TASK REQUIREMENTS —
Each record that follows should be reproduced in full, character for character.
::: LISTED ENTRIES
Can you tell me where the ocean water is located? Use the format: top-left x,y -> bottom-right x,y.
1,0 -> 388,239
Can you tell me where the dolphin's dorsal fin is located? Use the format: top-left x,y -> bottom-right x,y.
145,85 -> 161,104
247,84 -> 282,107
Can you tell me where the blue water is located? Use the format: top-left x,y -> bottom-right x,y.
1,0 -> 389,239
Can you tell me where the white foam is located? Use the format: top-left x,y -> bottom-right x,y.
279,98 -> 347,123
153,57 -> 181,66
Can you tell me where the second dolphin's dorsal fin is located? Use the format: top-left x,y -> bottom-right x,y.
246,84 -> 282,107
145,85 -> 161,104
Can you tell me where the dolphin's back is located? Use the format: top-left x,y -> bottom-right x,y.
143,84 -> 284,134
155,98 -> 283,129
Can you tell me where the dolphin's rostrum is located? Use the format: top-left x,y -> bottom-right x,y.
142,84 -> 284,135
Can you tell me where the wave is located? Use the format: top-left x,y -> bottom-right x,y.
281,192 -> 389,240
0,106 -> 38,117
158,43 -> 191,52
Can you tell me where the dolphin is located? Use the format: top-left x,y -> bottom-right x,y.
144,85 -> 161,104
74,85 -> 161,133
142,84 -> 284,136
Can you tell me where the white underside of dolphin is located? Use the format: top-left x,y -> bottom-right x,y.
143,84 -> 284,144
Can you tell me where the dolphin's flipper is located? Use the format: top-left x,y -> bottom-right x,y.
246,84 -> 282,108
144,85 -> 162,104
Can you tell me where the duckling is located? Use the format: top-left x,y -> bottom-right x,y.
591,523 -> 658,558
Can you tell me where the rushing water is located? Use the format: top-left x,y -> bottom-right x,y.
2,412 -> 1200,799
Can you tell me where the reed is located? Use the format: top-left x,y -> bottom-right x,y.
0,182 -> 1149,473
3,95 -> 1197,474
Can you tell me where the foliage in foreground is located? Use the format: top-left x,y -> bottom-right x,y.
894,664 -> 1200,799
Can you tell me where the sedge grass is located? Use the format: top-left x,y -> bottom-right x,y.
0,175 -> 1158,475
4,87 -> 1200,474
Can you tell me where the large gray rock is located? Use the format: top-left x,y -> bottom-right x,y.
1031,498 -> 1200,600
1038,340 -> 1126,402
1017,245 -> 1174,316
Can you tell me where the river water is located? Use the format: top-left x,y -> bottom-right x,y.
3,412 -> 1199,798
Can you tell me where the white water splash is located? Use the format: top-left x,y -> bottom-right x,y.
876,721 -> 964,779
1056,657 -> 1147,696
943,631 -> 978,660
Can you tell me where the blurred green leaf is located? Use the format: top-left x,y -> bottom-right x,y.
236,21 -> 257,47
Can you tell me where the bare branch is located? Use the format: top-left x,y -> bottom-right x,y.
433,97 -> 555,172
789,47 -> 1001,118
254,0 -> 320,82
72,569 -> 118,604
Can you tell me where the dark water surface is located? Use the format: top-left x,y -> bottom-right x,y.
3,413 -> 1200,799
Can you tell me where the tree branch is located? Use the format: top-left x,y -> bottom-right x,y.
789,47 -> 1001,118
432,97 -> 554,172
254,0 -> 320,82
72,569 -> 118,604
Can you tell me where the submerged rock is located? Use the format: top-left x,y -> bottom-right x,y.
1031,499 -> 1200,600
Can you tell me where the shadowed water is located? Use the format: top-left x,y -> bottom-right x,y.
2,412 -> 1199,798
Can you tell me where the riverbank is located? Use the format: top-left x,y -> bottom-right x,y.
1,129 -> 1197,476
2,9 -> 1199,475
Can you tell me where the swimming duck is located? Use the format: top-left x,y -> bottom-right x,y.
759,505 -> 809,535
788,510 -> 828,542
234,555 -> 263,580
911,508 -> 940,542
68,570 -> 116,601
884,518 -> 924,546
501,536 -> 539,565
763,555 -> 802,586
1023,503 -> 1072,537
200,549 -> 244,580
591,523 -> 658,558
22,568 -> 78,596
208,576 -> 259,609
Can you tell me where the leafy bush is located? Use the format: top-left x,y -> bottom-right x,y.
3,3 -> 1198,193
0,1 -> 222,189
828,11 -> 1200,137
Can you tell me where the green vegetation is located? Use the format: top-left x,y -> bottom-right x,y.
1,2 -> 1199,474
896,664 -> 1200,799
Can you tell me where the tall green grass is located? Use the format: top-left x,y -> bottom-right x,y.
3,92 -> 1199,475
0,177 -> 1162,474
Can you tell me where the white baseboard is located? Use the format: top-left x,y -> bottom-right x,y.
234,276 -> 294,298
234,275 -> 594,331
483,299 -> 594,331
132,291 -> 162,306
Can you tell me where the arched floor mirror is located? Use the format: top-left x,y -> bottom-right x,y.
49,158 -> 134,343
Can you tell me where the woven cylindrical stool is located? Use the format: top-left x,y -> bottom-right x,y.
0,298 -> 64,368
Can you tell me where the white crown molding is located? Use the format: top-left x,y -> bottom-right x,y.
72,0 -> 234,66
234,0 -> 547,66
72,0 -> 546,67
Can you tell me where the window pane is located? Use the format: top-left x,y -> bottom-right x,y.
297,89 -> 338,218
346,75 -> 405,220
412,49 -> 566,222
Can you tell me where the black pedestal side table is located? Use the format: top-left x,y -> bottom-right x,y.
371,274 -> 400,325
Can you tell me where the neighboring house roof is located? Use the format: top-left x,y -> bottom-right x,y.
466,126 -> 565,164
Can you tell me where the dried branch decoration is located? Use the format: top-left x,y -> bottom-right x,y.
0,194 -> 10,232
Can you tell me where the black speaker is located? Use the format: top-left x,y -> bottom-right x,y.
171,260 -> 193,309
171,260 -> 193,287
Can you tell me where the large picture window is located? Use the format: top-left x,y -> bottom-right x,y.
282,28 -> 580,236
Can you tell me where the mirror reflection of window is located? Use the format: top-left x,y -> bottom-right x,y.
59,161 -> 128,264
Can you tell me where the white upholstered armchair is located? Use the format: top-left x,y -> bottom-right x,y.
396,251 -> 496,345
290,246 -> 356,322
::::::
EXERCISE OUTPUT —
Can you tell me where the ocean water is located? Use the format: top-left x,y -> bottom-right x,y.
1,0 -> 388,239
Can you tell me where the dolphin's dorsal fin is located? Use the format: top-left x,y -> bottom-right x,y.
145,85 -> 161,104
247,84 -> 282,107
Can you tell me where the blue water is located? Use the format: top-left x,y -> bottom-right x,y.
1,0 -> 389,239
Can you tell me where the white foam is located? Use the format: top-left x,y -> bottom-right x,y.
279,98 -> 347,123
153,57 -> 181,66
Can you tell me where the second dolphin's dorsal fin is located? Use the format: top-left x,y -> bottom-right x,y.
246,84 -> 282,107
145,85 -> 161,104
Can you tell me where the dolphin's back is located? Use the format: top-left x,y -> bottom-right x,y.
143,84 -> 284,134
155,98 -> 283,129
Can you tell me where the dolphin's rostrum is located? Use the format: top-left x,y -> bottom-right x,y.
142,84 -> 284,135
Can you tell me where the wave is located? Use the format: top-left x,y -> bottom-right x,y.
281,192 -> 389,240
0,106 -> 38,117
158,43 -> 191,52
Can you tell me where the dolphin is located? Use the format: top-left x,y -> bottom-right x,y.
144,85 -> 161,104
74,85 -> 161,133
142,84 -> 284,136
Can you tell me where the white underside of dolphin is located? Use the format: top-left x,y -> bottom-right x,y.
143,84 -> 284,144
Can you tell me where the dolphin's flipper is located? Use the format: top-left x,y -> bottom-right x,y.
246,84 -> 282,108
144,85 -> 162,104
Can you tell me where the duckling is located? Use the format: top-left x,y -> bottom-right x,y.
591,523 -> 658,558
Can you tell me where the rushing water is located? Use the format: top-left x,y -> bottom-right x,y.
2,412 -> 1200,799
Can you tell me where the reed is located? Use the format: top-left x,y -> bottom-right x,y.
0,182 -> 1149,473
3,95 -> 1197,474
Can you tell me where the foliage in foreground is located? Use the format: top-left x,y -> bottom-right x,y.
894,664 -> 1200,799
Can you tell me where the sedge grass is located? Use the format: top-left x,y -> bottom-right x,y.
0,175 -> 1158,475
4,87 -> 1200,474
Can you tell me where the large gray rock is located? Use the format: top-left x,y -> bottom-right x,y.
1031,498 -> 1200,600
1038,340 -> 1126,402
1017,245 -> 1174,316
Can you tell me where the river water is located? Use the format: top-left x,y -> bottom-right x,y.
3,412 -> 1199,798
Can you tell me where the white water splash is located? Use the format: top-left x,y -> bottom-right x,y.
876,721 -> 964,779
1056,657 -> 1147,696
943,631 -> 978,660
Can you tell me where the blurred green leaf is located? Use the format: top-left x,y -> bottom-right x,y.
236,21 -> 257,47
Can you tell me where the bare branch is located? Use the format: top-left x,y -> bottom-right x,y.
433,97 -> 555,172
789,47 -> 1001,118
254,0 -> 320,82
72,569 -> 118,604
Can you tell me where the dark water surface is located? Use the format: top-left x,y -> bottom-right x,y.
3,413 -> 1200,799
Can you tell me where the tree branch is located? Use the format: top-left x,y -> bottom-right x,y.
789,47 -> 1001,118
432,97 -> 554,172
254,0 -> 320,82
72,569 -> 118,604
Can you tell me where the submerged rock is located? Use the format: top-left x,y -> bottom-right x,y.
1031,499 -> 1200,600
Can you tell me where the shadowed water is located? Use the format: top-left x,y -> bottom-right x,y.
2,412 -> 1199,798
Can you tell me where the riverbank is located? Use the format: top-left x,y -> bottom-right x,y.
1,129 -> 1197,476
2,9 -> 1199,475
Can you tell me where the swimming duck is located? Use the format: top-left x,y -> bottom-right x,y.
759,505 -> 809,535
788,510 -> 828,542
234,555 -> 263,580
911,508 -> 940,542
68,570 -> 116,601
884,518 -> 924,546
501,536 -> 539,565
763,555 -> 802,586
1023,503 -> 1072,537
200,549 -> 244,580
591,523 -> 658,558
22,568 -> 78,596
208,576 -> 259,609
Can you tell me where the leafy bush is located? Use the format: top-left x,y -> bottom-right x,y.
3,3 -> 1198,193
0,1 -> 222,189
828,11 -> 1200,137
Can you tell me where the green vegetation is located? Use the format: top-left x,y -> bottom-right x,y.
1,2 -> 1199,474
896,664 -> 1200,799
Can you tell me where the tall green grass is located? Use the format: top-left x,y -> bottom-right x,y.
3,92 -> 1199,475
0,177 -> 1162,474
Can you tell me where the white baseboard is located? Use the format: top-left x,y -> bottom-right x,y.
234,276 -> 294,298
234,275 -> 594,331
483,299 -> 594,331
132,291 -> 162,306
Can you tell me where the arched floor mirror is located? Use the format: top-left x,y -> bottom-right x,y.
49,158 -> 134,343
Can you tell me where the woven cylindrical stool is located? Use the format: top-left x,y -> bottom-right x,y.
0,298 -> 64,368
Can you tell me where the white crown molding is located? Use the format: top-left x,y -> bottom-right x,y.
72,0 -> 234,66
234,0 -> 547,66
72,0 -> 546,67
Can you tell me where the window pane is located? Use the format: top-left x,y -> bottom-right x,y.
297,89 -> 338,218
346,75 -> 405,220
412,49 -> 566,222
Can you tell me where the black pedestal side table is located? Use the format: top-left x,y -> bottom-right x,y.
371,274 -> 400,325
Can you tell me where the neighboring house roof is located? Use the format: top-left x,y -> bottom-right x,y.
466,126 -> 565,164
Can you tell me where the dried branch decoration is located? Use the format: top-left x,y -> bottom-right x,y.
0,194 -> 10,232
Can you tell me where the black speaker is located? Use the format: top-left x,y -> bottom-right x,y.
171,260 -> 193,309
171,260 -> 193,287
Can you tell me where the large picture window is located? Use the format: top-left x,y -> bottom-right x,y.
282,28 -> 580,236
Can you tell me where the mirror reflection of window is located? Use the format: top-left x,y -> bottom-right x,y.
59,161 -> 128,264
Can you tell me where the white upholstered armchair is located? Use the format: top-left x,y -> bottom-right x,y.
396,251 -> 496,345
290,246 -> 356,322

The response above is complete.